Dataset excerpt:
┄┄┄┄┄┄

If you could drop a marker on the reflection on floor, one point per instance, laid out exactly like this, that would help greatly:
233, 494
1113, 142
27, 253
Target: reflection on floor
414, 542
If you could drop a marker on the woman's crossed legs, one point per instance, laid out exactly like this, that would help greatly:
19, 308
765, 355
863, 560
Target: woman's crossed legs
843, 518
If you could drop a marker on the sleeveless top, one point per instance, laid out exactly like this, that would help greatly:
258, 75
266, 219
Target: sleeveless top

┄┄┄┄┄┄

## Task directions:
Output every entry above verbatim, line for line, leaving nothing out and adding nothing.

## Exercise output:
If you could drop a marker on the reflection on floor, one point per instance, laid out exactly like this, that would help greatly:
233, 494
1113, 142
27, 253
Target: reflection on floor
414, 542
If you could drop a marker on the woman's crossed legs, one point per instance, laid out exactly like this, that would help greatly:
19, 308
765, 355
863, 560
Target: woman's crossed legs
843, 518
If you could drop a marker on the sleeveless top, one point per instance, laid out exactly like this, that would help greatly:
258, 75
266, 219
Target: sleeveless top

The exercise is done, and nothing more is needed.